EXERCISE INSTRUCTIONS |
Write out all of the records precisely. Skip anything that is a picture.

Stored entries:
○ ○ ○
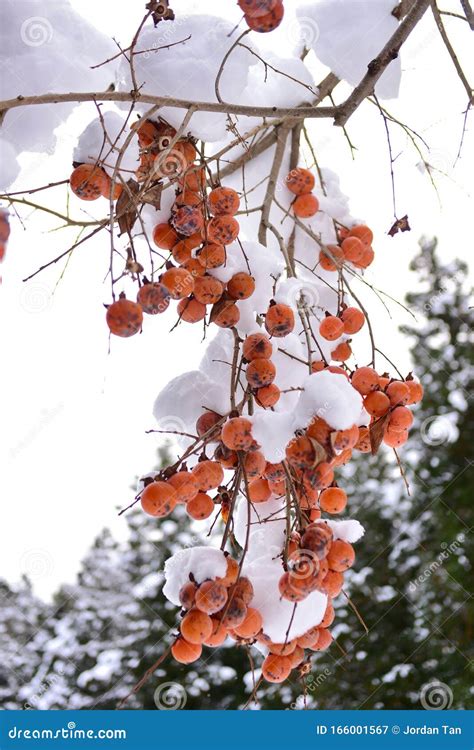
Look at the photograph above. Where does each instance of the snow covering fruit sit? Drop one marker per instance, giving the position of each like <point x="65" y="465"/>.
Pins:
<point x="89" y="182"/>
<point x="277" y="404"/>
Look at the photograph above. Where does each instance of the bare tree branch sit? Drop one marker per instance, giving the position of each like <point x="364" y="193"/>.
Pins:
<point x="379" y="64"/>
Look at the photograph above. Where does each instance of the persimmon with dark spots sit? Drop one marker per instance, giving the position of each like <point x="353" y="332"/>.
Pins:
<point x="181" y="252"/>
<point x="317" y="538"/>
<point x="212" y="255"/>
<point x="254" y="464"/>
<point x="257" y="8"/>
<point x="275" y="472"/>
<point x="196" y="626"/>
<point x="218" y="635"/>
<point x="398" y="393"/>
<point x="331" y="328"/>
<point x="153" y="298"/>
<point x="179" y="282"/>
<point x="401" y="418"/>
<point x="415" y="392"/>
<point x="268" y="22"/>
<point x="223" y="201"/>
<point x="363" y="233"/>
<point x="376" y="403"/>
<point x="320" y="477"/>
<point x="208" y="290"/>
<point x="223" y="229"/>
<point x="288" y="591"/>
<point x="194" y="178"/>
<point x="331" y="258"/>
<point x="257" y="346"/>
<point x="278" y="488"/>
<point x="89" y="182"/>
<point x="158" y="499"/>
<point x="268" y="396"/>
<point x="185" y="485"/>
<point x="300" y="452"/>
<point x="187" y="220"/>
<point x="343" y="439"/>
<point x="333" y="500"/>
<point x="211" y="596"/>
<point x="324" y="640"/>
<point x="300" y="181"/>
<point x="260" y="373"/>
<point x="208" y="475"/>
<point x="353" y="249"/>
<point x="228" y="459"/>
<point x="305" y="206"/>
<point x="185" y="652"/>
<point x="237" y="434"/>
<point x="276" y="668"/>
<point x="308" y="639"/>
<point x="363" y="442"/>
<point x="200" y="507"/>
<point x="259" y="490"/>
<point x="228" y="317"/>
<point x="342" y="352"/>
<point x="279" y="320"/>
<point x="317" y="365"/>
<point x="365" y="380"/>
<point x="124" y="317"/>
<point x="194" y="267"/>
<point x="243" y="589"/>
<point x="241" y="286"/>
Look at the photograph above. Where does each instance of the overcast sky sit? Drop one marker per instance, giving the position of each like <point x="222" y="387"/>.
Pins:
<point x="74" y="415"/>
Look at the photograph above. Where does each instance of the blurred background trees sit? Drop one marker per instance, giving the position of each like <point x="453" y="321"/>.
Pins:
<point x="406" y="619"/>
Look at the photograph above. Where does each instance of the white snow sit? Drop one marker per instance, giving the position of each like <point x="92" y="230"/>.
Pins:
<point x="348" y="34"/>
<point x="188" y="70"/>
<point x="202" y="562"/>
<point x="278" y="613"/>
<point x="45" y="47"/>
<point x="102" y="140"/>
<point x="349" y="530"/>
○ ○ ○
RESULT OF THIS TASK |
Look at the photograph above. Where does each instance of the snow covering fruit sit? Drop one marker per instance, giving the position of each like <point x="65" y="465"/>.
Pins:
<point x="89" y="182"/>
<point x="277" y="404"/>
Look at the photograph above. Where does each instance of the bare tree branch sit? Drop one marker per instance, giving the position of each like <point x="364" y="193"/>.
Pins:
<point x="379" y="64"/>
Look at the photograph above. Where does each instance of the persimmon with dark spots sit? Drop one marker per instance, giving the position of each like <point x="353" y="332"/>.
Pins:
<point x="181" y="252"/>
<point x="317" y="538"/>
<point x="212" y="255"/>
<point x="254" y="464"/>
<point x="257" y="8"/>
<point x="275" y="472"/>
<point x="196" y="626"/>
<point x="218" y="635"/>
<point x="398" y="393"/>
<point x="331" y="328"/>
<point x="153" y="298"/>
<point x="179" y="282"/>
<point x="401" y="418"/>
<point x="415" y="392"/>
<point x="268" y="22"/>
<point x="223" y="201"/>
<point x="363" y="233"/>
<point x="376" y="403"/>
<point x="320" y="477"/>
<point x="208" y="290"/>
<point x="223" y="229"/>
<point x="288" y="591"/>
<point x="194" y="178"/>
<point x="331" y="258"/>
<point x="257" y="346"/>
<point x="278" y="488"/>
<point x="89" y="182"/>
<point x="158" y="499"/>
<point x="268" y="396"/>
<point x="185" y="485"/>
<point x="300" y="452"/>
<point x="187" y="220"/>
<point x="343" y="439"/>
<point x="333" y="500"/>
<point x="211" y="596"/>
<point x="324" y="640"/>
<point x="300" y="181"/>
<point x="260" y="373"/>
<point x="208" y="475"/>
<point x="353" y="249"/>
<point x="228" y="459"/>
<point x="305" y="206"/>
<point x="185" y="652"/>
<point x="237" y="434"/>
<point x="276" y="668"/>
<point x="308" y="639"/>
<point x="363" y="442"/>
<point x="200" y="507"/>
<point x="259" y="490"/>
<point x="228" y="317"/>
<point x="342" y="352"/>
<point x="279" y="320"/>
<point x="317" y="365"/>
<point x="365" y="380"/>
<point x="124" y="317"/>
<point x="194" y="267"/>
<point x="243" y="589"/>
<point x="241" y="286"/>
Look at the photograph above. Where does each instance of the overcast sky sit? Drop one marker per instance, giving the position of each like <point x="222" y="387"/>.
Pins:
<point x="74" y="415"/>
Look at the photograph above. Where does each instance of the blurred background trees sit? Drop one marker per instance, giving the position of each like <point x="453" y="321"/>.
Pins:
<point x="406" y="619"/>
Look at the photograph above. Where does each instance of the white snow sit? Drop one marker per instance, giving the position of each like <point x="92" y="230"/>.
Pins:
<point x="348" y="34"/>
<point x="188" y="70"/>
<point x="202" y="562"/>
<point x="278" y="613"/>
<point x="45" y="47"/>
<point x="102" y="140"/>
<point x="349" y="530"/>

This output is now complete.